(Task brief): Start at the line below containing "For each <instance>" and stop at the line containing "positive clicks: (184, 175)". Repeat every line of that stretch exactly, and nothing outside it.

(Task input):

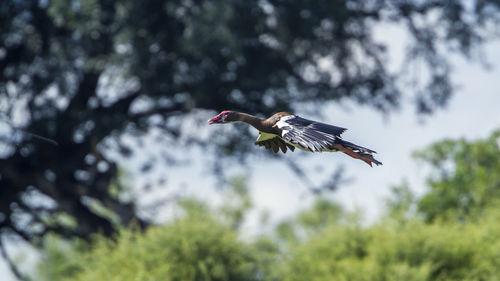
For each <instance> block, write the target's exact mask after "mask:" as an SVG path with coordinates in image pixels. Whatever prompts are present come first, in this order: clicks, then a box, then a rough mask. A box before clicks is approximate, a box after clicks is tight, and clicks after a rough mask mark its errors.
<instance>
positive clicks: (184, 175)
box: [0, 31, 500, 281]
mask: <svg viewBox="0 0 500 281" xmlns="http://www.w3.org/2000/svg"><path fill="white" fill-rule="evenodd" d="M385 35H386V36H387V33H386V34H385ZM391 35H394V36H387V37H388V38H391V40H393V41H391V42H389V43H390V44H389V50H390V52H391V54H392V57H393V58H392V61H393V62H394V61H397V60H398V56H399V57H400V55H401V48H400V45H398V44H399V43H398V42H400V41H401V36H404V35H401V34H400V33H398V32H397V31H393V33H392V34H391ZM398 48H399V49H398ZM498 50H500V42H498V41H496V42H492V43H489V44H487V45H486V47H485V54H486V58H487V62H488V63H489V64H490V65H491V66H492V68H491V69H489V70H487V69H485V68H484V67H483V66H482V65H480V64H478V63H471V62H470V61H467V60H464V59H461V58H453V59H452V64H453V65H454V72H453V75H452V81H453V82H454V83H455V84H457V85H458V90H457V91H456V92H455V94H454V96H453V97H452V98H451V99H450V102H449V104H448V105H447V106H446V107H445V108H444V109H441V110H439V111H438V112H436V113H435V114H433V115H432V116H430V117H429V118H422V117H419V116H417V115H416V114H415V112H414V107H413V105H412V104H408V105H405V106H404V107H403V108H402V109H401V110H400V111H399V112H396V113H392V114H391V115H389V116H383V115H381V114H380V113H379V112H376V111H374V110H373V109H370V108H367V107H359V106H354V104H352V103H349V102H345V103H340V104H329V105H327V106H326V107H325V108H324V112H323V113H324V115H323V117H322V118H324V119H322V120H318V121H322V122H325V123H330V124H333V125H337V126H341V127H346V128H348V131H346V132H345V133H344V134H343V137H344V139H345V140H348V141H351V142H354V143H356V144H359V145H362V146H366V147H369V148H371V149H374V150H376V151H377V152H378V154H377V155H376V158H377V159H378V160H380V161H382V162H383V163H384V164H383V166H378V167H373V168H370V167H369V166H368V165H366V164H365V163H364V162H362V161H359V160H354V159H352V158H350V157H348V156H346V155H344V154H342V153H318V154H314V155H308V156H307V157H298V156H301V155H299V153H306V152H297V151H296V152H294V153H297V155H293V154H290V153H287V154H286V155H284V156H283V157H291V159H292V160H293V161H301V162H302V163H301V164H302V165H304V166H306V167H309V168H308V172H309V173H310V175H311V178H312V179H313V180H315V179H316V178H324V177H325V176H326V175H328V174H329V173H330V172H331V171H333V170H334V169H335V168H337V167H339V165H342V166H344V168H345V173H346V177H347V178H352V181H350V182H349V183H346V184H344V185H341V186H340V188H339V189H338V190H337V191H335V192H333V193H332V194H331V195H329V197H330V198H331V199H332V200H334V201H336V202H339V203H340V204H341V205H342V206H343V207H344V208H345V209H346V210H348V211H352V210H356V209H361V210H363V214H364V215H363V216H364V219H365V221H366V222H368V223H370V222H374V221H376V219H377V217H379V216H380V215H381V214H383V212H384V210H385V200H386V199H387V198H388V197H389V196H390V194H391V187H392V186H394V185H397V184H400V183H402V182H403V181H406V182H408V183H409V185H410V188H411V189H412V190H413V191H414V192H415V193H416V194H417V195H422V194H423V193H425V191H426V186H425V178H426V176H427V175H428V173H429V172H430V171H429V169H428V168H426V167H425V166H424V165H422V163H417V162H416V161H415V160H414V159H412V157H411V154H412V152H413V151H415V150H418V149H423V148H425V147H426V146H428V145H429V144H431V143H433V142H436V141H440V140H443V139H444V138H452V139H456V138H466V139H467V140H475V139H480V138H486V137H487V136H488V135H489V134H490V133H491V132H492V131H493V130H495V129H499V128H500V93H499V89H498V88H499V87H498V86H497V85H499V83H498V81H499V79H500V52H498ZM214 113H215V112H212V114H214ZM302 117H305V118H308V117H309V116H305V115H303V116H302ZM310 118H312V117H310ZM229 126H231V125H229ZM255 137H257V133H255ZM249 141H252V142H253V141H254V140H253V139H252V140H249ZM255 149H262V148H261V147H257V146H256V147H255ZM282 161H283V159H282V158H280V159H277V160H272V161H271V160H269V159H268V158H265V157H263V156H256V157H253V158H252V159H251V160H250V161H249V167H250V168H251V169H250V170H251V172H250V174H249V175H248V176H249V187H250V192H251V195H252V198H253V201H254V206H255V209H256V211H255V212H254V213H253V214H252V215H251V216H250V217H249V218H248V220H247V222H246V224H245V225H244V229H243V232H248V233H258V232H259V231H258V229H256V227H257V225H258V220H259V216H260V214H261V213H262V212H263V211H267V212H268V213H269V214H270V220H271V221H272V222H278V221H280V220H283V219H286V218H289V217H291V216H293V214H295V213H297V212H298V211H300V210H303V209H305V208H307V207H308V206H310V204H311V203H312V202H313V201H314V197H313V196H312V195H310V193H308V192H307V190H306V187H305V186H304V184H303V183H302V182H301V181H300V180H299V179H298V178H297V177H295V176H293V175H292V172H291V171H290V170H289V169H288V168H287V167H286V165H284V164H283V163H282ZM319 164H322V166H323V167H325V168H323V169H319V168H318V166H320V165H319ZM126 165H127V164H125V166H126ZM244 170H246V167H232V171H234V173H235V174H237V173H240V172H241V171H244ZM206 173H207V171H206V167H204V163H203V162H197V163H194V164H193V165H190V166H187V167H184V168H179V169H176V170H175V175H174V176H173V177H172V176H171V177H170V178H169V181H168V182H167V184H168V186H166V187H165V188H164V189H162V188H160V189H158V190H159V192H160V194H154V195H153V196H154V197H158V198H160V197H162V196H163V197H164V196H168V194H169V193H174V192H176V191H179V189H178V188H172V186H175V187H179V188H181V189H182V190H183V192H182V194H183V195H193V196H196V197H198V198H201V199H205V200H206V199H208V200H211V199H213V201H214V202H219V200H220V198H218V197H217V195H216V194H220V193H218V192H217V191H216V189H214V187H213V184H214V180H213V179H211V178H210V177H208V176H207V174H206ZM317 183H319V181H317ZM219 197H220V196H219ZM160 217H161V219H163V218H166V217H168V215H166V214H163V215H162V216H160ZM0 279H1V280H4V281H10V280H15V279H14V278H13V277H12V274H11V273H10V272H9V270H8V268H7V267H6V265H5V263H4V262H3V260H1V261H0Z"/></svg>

---

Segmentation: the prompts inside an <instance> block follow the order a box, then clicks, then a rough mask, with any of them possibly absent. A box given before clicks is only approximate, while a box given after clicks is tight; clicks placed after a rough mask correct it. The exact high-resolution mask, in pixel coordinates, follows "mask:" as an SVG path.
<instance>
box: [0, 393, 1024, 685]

--

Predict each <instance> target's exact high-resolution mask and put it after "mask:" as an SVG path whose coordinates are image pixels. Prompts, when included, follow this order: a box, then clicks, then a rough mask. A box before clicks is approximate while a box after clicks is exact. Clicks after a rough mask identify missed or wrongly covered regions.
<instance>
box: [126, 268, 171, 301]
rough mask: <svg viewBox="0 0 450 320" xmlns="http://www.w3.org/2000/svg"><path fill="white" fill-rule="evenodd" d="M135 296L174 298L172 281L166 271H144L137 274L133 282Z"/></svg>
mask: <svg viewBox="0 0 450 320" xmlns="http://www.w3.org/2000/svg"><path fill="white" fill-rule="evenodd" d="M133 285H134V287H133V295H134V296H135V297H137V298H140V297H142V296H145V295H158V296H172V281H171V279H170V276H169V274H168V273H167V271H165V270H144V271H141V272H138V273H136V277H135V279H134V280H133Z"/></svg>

(Reply to the exercise):
For each <instance> block, write the target's exact mask after "mask:" as an SVG path with coordinates in image pixels. Whatever prompts are present come first, in this order: clicks, then a box, then a rough mask. A box before clicks is approximate, a box after clicks is tight, and clicks after a rough mask mark its errors.
<instance>
positive clicks: (184, 175)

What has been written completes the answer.